What is needed :: In the news report about the Magnolia Park shooting, at which hospital did Lorenzo Salgado Araujo die?

Text passage ::
□ □ □ □

HOUSTON – Six days after an ICE agent shot and killed Lorenzo Salgado Araujo in Houston’s Magnolia Park neighborhood, Harris County District Attorney Sean Teare said federal authorities still haven’t been fully transparency or answered questions about what happened.
The Harris County District Attorney’s Office is conducting an independent investigation into the fatal shooting. Teare said identifying the ICE agents involved is a priority.
“Again, every avenue of investigation, from surveillance to eyewitnesses, to asking the public for help, not just at the scene of this shooting, we have to go backwards,” Teare said. “We have to find locations and places these agents were before. We are doing everything we can to identify these agents.”
Officials told KPRC 2 that Salgado Araujo died at Ben Taub Hospital after he was shot in the right side of his body on July 7.
On the day of the shooting, the Department of Homeland Security said Salgado Araujo rammed one of their vehicles and attempted to run over an ICE agent, prompting the agent to fire his weapon in self-defense.

□ □ □ □

Data under study ::
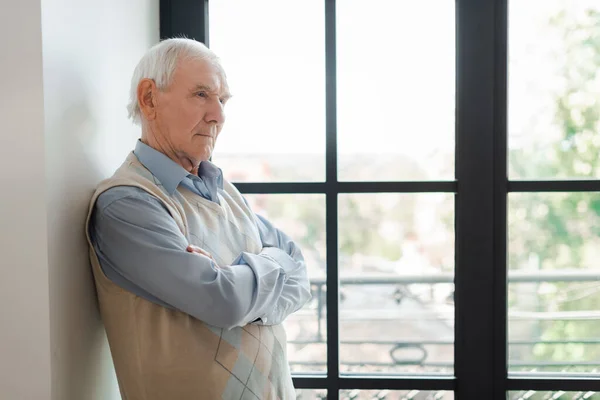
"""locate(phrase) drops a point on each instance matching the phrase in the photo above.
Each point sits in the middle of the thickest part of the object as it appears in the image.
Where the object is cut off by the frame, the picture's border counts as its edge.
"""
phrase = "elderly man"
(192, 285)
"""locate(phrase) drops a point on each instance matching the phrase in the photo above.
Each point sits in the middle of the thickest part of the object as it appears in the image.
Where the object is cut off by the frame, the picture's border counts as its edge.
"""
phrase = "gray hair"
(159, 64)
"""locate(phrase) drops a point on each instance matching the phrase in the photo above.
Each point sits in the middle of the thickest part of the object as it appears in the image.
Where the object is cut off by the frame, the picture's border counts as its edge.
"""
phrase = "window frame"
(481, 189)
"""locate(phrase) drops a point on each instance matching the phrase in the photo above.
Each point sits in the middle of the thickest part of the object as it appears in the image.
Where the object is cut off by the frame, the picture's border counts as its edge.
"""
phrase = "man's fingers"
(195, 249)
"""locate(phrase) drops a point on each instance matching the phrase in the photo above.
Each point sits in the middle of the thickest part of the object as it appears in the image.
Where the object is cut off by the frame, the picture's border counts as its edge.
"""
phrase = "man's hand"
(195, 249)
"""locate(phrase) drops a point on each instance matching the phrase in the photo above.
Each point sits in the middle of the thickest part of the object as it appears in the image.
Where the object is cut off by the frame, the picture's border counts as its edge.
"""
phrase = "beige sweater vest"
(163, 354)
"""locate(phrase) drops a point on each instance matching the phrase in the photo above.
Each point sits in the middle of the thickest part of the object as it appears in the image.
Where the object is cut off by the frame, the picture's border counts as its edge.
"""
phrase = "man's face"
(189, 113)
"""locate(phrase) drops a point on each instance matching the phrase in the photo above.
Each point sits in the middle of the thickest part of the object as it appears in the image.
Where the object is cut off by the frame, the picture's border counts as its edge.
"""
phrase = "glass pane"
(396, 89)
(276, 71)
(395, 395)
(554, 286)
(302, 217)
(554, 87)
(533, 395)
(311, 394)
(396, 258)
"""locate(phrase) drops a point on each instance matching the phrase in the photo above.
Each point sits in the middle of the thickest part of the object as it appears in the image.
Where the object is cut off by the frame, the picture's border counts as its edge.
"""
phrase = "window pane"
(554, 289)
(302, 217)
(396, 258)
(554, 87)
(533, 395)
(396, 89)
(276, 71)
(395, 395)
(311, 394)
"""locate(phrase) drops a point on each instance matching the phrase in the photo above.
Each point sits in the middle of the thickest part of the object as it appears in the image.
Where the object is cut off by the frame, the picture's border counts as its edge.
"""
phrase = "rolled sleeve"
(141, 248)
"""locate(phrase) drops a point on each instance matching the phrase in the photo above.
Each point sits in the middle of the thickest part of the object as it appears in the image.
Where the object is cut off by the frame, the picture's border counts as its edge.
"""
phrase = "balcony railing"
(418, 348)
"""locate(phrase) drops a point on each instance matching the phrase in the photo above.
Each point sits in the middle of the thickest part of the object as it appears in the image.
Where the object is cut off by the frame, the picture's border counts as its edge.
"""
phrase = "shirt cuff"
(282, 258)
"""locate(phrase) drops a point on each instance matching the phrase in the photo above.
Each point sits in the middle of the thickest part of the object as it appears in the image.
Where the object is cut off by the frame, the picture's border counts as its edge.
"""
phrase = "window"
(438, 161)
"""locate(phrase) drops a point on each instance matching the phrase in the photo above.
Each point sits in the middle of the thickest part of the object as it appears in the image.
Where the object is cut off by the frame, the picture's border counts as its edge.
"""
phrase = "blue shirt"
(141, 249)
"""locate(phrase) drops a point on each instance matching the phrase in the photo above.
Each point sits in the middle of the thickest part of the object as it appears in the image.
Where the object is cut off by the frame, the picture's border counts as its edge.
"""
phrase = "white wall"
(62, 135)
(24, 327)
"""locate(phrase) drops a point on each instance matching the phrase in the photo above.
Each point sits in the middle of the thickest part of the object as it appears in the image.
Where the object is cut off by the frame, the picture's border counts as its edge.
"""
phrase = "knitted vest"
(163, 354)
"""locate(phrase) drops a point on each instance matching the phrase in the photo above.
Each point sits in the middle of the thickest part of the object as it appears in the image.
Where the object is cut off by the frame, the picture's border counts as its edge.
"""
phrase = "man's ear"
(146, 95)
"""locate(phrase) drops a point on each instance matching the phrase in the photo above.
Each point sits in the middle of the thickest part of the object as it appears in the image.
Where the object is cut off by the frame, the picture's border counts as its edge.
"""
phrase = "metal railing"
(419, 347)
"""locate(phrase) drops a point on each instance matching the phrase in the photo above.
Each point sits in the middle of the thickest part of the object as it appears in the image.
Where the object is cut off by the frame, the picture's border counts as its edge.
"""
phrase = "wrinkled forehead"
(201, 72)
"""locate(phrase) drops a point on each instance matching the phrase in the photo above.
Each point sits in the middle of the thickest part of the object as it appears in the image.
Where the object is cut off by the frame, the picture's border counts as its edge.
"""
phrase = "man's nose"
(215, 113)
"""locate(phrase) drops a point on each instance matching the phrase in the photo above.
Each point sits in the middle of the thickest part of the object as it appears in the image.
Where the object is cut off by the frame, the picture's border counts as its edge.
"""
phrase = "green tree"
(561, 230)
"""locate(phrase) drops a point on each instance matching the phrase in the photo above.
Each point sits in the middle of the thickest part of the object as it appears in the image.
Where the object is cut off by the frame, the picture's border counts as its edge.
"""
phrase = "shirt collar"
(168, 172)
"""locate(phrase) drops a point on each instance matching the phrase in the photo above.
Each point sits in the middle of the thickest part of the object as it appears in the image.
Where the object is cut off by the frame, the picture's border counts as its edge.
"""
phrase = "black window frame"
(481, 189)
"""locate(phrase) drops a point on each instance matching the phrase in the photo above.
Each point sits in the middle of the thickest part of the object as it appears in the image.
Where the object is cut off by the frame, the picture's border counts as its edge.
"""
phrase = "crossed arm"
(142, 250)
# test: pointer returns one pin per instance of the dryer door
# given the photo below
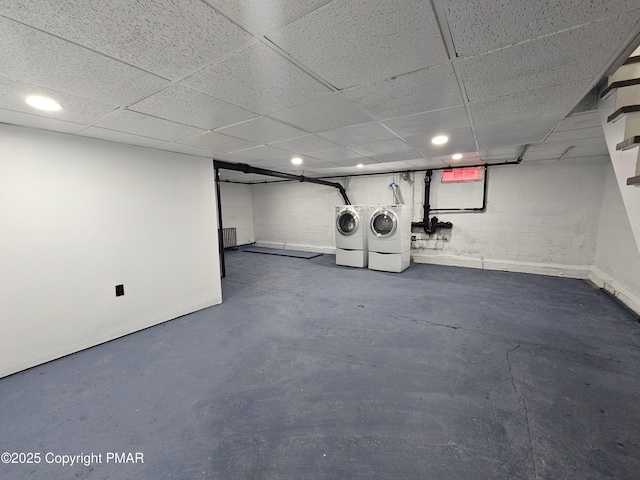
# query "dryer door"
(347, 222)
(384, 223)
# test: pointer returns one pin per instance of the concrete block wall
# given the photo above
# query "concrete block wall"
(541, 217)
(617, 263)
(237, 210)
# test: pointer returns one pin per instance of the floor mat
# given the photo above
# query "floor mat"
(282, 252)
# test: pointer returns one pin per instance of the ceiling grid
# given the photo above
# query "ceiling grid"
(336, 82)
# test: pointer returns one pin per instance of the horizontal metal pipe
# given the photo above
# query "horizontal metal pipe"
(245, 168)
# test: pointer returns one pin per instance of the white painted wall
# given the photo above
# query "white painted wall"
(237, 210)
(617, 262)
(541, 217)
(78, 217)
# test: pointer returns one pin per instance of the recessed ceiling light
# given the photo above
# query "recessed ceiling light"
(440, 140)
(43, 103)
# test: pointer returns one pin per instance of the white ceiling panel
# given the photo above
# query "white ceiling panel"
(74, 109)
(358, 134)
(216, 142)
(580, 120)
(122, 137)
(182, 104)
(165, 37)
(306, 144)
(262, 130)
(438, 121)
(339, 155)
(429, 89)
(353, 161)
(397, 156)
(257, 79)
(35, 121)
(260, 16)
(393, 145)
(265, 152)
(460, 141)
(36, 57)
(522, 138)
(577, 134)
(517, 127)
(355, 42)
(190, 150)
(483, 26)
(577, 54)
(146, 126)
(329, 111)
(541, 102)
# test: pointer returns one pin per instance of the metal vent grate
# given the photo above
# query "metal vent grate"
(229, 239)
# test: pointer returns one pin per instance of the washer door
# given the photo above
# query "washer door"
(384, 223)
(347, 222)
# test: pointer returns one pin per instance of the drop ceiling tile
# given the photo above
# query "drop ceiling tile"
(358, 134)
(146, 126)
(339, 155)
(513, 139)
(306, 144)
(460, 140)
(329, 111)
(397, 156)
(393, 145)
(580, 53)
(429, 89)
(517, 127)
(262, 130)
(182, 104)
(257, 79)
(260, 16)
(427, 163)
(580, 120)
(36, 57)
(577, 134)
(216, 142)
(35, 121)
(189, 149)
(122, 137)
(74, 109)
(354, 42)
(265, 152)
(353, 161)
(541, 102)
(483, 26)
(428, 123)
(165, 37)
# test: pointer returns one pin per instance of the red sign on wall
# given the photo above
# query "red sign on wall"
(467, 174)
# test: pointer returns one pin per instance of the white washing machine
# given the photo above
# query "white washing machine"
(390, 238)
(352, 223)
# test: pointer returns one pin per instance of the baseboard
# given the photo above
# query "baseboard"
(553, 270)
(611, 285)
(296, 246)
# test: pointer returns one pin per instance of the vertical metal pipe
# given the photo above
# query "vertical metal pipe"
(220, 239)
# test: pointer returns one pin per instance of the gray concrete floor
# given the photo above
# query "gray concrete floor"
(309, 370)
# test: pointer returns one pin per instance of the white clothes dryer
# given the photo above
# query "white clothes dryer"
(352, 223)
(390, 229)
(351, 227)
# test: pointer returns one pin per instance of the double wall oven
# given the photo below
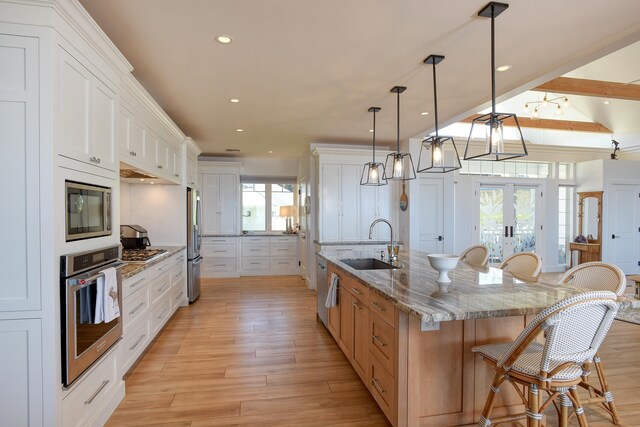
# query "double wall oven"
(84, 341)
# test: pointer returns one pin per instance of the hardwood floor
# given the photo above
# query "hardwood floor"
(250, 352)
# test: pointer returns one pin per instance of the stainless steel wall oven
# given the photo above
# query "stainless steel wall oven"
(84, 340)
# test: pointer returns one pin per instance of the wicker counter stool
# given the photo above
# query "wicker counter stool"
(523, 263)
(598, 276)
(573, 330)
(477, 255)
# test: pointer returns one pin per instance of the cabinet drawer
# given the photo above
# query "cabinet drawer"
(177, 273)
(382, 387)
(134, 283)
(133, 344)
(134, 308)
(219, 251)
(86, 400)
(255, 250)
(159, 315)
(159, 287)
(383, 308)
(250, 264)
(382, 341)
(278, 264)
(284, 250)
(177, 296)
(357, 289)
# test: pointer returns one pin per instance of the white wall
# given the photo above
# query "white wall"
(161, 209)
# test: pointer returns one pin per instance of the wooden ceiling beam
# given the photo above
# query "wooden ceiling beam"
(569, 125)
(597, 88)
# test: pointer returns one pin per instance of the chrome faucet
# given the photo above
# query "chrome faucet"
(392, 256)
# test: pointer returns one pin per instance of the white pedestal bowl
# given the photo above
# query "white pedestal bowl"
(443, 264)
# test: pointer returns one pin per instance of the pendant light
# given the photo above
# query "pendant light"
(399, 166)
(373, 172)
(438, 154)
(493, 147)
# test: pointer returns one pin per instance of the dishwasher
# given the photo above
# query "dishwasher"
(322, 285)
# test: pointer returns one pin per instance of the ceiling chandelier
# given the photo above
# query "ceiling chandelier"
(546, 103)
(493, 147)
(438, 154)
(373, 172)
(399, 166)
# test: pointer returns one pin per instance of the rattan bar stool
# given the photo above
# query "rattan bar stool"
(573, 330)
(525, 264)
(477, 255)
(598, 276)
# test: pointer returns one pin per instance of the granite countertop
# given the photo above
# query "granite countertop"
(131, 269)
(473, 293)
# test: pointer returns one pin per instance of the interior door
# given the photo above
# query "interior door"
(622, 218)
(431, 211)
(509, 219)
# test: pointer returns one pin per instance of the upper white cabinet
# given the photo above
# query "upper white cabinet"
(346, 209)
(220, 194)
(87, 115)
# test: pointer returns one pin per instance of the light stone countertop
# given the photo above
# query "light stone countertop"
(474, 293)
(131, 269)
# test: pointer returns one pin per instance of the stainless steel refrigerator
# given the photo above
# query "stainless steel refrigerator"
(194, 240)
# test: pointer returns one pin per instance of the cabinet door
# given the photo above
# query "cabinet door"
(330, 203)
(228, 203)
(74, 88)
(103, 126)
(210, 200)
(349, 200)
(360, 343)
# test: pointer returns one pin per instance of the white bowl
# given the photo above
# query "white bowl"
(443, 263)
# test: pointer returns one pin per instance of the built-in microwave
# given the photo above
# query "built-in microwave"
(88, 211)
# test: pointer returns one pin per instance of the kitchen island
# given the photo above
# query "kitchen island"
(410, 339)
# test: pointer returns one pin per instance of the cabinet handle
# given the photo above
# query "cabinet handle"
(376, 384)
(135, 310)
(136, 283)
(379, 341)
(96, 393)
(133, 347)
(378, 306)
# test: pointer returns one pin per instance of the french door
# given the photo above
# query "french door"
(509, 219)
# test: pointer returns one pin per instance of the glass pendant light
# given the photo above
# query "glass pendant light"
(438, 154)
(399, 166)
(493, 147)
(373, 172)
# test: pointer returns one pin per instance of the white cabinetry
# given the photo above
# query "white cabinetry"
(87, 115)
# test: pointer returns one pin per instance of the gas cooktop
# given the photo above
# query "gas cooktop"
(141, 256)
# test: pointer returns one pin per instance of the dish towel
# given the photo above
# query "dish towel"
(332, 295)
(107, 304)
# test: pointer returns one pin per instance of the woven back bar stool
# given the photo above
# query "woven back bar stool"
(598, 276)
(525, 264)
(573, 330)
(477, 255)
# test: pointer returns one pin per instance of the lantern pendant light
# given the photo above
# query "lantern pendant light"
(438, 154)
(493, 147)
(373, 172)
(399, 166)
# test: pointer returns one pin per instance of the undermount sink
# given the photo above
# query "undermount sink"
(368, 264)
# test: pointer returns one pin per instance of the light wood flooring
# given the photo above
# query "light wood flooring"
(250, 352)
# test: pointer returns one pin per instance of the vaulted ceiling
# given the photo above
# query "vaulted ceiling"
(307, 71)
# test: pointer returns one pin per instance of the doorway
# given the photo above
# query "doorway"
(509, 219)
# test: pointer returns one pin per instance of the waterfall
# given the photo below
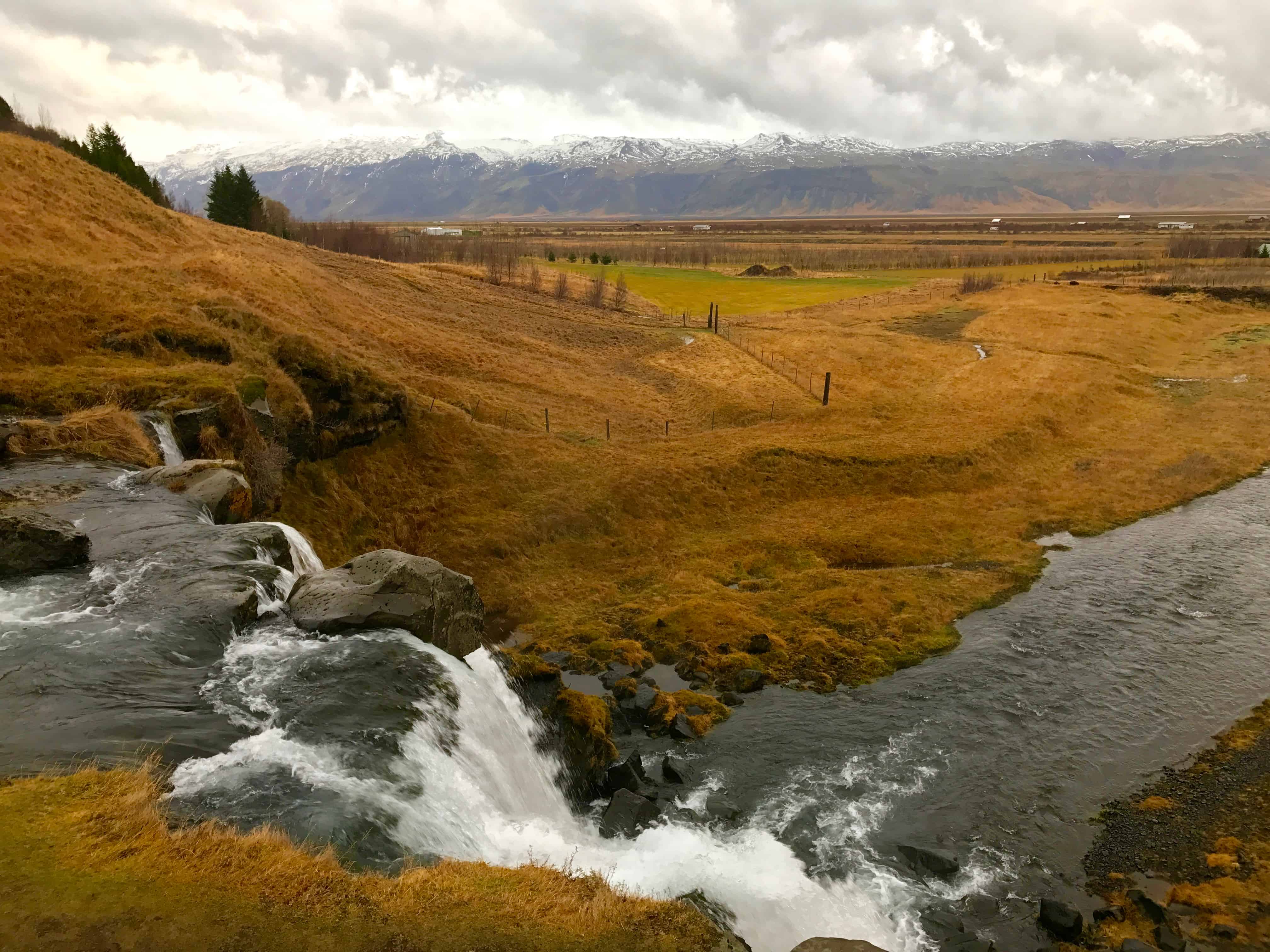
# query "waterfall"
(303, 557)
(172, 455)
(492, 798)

□ □ □ □

Answer space :: Ben Taub Hospital